(Point annotation records)
»»
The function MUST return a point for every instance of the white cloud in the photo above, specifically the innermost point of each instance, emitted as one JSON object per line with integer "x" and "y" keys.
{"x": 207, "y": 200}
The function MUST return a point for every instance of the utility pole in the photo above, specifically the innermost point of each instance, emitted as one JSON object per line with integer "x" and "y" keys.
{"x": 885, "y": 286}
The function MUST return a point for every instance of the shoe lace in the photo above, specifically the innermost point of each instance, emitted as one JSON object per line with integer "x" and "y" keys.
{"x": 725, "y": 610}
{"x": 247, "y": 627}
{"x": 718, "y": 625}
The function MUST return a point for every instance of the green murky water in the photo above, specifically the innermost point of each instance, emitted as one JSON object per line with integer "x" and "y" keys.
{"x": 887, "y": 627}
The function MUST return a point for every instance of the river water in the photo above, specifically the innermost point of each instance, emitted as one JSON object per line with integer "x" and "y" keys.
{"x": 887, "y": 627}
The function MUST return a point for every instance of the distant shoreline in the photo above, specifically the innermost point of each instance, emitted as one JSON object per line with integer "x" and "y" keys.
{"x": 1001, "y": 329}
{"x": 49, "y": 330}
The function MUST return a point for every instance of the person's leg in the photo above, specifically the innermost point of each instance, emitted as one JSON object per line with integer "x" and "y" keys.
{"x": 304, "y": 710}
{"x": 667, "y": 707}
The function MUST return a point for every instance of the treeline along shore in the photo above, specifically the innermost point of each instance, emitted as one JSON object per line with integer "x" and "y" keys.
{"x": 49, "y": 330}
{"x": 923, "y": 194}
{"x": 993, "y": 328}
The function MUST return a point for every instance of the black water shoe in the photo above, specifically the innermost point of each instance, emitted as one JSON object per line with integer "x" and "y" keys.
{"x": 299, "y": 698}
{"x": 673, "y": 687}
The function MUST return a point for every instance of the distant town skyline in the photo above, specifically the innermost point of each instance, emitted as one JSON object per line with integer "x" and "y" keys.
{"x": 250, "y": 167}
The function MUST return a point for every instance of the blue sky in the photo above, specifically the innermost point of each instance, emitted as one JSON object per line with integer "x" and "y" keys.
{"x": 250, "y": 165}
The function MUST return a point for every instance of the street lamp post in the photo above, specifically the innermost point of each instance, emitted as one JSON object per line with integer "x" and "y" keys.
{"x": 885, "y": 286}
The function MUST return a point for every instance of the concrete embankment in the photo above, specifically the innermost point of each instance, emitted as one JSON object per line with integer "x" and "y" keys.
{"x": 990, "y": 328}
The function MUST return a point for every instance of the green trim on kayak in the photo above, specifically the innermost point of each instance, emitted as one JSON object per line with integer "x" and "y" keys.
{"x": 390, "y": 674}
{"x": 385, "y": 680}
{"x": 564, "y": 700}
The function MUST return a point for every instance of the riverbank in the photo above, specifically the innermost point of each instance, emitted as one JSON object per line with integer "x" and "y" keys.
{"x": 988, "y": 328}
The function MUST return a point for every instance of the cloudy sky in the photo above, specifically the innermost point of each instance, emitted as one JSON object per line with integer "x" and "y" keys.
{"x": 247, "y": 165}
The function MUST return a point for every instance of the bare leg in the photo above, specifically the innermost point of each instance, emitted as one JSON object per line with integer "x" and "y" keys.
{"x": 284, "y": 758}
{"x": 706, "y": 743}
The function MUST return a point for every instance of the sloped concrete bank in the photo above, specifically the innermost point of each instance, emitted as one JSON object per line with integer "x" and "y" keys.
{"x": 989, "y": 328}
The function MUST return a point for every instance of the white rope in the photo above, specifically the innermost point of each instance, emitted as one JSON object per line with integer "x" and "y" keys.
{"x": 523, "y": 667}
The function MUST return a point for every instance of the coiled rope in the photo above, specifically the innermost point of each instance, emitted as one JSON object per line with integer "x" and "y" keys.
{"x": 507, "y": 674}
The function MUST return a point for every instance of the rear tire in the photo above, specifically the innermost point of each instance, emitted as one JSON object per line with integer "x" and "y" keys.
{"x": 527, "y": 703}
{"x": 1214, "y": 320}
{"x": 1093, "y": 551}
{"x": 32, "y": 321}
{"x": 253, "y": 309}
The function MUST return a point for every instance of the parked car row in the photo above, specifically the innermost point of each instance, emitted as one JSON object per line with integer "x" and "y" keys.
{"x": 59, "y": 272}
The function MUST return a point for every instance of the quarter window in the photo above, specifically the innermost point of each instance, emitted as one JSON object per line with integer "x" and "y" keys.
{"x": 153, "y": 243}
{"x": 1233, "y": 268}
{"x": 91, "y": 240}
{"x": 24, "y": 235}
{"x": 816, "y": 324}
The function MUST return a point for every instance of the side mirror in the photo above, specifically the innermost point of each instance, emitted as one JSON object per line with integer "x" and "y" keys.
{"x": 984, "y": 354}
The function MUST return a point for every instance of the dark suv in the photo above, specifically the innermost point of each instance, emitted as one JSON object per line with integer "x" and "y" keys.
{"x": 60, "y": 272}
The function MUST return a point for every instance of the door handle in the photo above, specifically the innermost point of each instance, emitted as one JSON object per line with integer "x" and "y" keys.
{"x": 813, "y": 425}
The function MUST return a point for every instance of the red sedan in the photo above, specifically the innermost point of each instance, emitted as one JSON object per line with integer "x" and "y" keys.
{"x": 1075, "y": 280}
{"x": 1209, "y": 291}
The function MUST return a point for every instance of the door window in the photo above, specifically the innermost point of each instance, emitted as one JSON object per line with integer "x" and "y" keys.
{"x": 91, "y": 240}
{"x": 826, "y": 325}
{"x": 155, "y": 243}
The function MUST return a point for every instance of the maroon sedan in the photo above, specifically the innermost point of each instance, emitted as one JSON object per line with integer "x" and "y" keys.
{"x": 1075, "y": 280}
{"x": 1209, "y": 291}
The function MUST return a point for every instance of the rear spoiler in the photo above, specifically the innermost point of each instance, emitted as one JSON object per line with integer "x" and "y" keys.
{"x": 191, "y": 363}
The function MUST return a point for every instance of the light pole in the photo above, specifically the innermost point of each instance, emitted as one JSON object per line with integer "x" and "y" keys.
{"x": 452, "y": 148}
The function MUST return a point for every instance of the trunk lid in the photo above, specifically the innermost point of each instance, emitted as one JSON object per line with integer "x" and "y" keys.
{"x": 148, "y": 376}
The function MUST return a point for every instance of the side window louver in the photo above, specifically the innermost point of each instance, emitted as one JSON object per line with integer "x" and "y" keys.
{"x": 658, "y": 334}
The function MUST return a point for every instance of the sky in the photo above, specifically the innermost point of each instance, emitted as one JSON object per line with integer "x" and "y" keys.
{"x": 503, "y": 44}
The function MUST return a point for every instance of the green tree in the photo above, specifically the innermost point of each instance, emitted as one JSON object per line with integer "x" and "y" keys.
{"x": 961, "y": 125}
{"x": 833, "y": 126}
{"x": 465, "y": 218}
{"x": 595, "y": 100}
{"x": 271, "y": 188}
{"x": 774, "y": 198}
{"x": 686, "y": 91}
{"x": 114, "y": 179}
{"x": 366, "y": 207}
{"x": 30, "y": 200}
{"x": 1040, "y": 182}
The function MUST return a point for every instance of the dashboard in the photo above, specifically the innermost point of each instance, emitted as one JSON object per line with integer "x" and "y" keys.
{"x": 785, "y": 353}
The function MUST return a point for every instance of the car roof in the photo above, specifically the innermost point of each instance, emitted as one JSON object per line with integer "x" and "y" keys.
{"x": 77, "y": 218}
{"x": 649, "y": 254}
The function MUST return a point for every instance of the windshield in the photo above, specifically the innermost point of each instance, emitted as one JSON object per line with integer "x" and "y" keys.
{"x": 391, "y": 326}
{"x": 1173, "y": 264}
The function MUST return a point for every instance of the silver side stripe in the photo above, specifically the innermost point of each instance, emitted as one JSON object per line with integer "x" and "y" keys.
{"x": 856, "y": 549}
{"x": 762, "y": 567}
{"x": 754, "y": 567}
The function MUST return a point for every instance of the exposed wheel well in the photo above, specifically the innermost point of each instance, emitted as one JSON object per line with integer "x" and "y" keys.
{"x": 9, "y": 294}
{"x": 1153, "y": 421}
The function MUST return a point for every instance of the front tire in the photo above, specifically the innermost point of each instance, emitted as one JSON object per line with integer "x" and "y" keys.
««
What is required:
Return the lines beginning at the one that contains "the green tree" and continuing through the last line of the data, exactly as they stand and without any others.

Final result:
The function MUST return a point for every instance of the green tree in the photo above, specifically the innermost point of each instance, emitted as one JSON object per line with integer "x" and "y" keys.
{"x": 961, "y": 125}
{"x": 833, "y": 126}
{"x": 465, "y": 218}
{"x": 595, "y": 100}
{"x": 271, "y": 188}
{"x": 774, "y": 198}
{"x": 686, "y": 91}
{"x": 114, "y": 179}
{"x": 366, "y": 207}
{"x": 30, "y": 200}
{"x": 1040, "y": 182}
The function MUST return a point for every instance of the dashboard in the photo above, specifically the innermost point of each instance, emitted as one JSON object per line with integer "x" and "y" keys.
{"x": 785, "y": 353}
The function MUST return a point for every instance of the car roof in the photo above, specifically the innermost point of each instance, emitted as one JSON object per line with integer "x" and "y" keys.
{"x": 77, "y": 218}
{"x": 649, "y": 254}
The function MUST return a point for every instance of the windshield in the photo above, specifically the innermost point of each instance, emitted as one JSON object per line with integer "x" and "y" keys.
{"x": 391, "y": 326}
{"x": 1173, "y": 264}
The function MUST return a point for every instance of the silver side stripe in the photo above, specifically the innermost point of each instance, emitted as one JSON object per line with integer "x" and "y" keys.
{"x": 856, "y": 549}
{"x": 762, "y": 567}
{"x": 754, "y": 567}
The function MUST return a point for every instance of the exposed wheel well in the photo above, specifically the innermost point of each instance, emitted as one JSON object per line with integer "x" and "y" keys.
{"x": 9, "y": 294}
{"x": 1153, "y": 421}
The function MUST return a point for every instance of the front tire in the photo above, specifically the innermost point of each instance, emitted as one JSON object per line with integer "x" and "y" keys.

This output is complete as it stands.